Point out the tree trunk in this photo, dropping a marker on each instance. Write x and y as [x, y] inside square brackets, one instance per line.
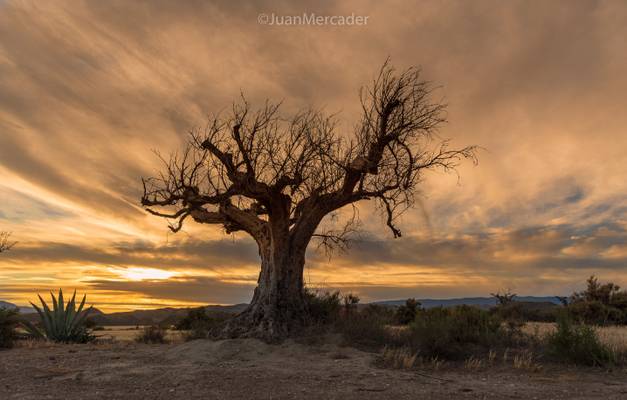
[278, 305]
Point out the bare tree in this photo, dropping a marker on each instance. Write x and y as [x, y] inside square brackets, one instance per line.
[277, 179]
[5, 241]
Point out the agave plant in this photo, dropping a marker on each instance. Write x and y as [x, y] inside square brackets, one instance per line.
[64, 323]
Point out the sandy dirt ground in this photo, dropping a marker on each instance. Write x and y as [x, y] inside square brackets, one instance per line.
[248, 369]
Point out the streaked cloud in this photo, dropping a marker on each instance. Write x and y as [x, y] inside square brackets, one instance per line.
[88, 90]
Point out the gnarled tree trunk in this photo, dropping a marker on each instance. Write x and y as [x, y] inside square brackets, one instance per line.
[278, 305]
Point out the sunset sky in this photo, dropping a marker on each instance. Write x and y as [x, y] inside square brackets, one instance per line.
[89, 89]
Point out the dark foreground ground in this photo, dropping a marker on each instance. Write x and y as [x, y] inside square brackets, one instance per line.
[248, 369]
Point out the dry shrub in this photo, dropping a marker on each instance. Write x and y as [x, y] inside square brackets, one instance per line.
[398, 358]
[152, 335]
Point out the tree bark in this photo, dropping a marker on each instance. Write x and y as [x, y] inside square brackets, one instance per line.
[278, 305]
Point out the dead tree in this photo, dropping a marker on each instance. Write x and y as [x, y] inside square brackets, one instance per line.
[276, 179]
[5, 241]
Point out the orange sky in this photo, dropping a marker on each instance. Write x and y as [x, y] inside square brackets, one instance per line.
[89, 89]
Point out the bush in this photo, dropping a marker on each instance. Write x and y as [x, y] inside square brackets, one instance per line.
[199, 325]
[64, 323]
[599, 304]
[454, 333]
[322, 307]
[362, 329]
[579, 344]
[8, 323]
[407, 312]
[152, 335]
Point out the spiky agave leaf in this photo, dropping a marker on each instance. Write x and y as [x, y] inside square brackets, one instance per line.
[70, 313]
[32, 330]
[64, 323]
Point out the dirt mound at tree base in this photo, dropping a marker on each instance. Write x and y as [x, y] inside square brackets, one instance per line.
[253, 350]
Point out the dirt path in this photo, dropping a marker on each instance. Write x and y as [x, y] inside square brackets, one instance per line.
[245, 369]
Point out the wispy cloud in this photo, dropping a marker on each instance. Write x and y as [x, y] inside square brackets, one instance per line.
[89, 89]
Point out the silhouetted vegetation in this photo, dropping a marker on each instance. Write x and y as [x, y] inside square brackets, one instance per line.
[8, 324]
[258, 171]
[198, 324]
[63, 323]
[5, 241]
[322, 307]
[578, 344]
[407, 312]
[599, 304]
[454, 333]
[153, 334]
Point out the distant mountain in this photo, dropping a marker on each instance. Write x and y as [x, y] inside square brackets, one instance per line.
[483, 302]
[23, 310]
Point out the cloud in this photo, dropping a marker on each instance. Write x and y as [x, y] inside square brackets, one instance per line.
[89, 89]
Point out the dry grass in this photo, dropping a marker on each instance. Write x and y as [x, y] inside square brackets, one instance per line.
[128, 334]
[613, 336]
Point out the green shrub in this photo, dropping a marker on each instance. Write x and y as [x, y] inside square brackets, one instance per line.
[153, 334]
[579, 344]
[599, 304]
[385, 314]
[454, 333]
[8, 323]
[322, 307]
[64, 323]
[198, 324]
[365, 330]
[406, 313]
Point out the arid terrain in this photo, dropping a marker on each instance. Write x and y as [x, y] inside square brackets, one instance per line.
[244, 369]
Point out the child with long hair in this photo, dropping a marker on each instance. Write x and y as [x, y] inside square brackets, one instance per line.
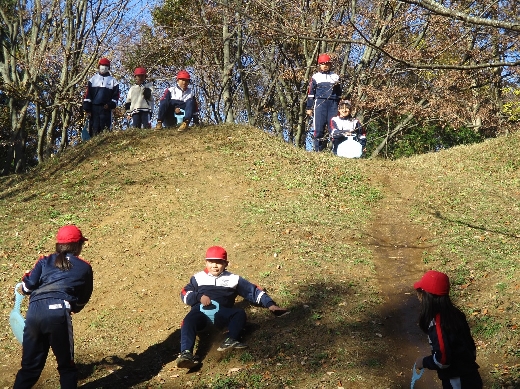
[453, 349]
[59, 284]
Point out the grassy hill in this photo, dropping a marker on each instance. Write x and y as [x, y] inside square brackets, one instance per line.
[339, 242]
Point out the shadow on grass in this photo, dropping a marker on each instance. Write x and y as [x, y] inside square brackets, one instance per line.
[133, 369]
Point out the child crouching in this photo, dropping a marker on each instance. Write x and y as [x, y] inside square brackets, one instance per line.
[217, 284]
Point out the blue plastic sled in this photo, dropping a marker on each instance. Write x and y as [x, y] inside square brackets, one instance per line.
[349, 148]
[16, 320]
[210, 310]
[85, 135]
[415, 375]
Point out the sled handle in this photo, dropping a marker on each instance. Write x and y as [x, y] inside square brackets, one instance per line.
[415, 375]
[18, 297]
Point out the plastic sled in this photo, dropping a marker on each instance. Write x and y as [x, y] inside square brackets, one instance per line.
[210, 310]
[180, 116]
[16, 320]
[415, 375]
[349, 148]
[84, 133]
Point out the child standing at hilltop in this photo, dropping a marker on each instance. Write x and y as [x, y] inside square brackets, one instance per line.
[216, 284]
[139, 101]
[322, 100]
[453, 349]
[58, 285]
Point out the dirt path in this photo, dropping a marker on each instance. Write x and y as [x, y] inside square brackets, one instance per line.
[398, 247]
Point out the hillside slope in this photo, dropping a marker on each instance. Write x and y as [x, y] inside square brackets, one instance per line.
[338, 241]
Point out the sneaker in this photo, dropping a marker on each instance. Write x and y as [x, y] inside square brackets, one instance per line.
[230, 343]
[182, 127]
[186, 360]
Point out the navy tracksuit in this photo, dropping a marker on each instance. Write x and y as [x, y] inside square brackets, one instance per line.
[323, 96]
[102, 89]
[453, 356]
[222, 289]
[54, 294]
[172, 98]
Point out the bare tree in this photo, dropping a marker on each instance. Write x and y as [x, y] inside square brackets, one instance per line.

■ ■ ■ ■

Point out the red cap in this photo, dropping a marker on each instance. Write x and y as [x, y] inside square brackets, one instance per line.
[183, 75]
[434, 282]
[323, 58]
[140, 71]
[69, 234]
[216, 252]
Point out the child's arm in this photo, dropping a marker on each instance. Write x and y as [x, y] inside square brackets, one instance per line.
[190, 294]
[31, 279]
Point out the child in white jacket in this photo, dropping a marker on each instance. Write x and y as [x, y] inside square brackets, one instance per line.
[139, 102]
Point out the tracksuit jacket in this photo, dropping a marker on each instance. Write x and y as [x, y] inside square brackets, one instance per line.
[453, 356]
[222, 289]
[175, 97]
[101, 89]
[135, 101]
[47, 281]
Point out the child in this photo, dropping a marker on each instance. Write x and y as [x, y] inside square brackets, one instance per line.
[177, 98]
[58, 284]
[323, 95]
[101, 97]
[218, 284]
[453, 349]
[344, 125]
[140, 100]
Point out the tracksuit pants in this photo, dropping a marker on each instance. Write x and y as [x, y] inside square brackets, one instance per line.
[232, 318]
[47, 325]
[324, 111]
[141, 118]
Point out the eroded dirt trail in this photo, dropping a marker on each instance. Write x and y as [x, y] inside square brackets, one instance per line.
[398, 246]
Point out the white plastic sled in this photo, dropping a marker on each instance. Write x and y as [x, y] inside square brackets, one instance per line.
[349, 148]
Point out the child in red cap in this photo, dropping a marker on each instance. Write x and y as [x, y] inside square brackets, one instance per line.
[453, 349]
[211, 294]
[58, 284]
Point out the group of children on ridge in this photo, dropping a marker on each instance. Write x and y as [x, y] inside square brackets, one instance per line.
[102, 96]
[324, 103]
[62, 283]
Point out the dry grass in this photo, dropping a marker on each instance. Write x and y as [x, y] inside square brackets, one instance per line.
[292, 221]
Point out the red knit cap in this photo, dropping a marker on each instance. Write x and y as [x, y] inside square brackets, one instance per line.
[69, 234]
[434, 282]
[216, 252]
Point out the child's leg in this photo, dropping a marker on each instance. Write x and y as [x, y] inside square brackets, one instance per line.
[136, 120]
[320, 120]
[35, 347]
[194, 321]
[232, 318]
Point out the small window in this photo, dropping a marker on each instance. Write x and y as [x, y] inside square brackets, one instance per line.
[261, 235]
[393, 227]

■ ■ ■ ■

Pick out and copy every line of the items above that contains the word "trunk", treating uppercase and lowercase as different.

Point out the tree trunk in this photo, dropping a marker on each instance. Write x and y as [x, y] inside square brackets, one instance per line.
Point out the gnarled tree trunk in this photo, dropping a marker on each instance. Write x and y as [x, y] inside square brackets, one instance per line.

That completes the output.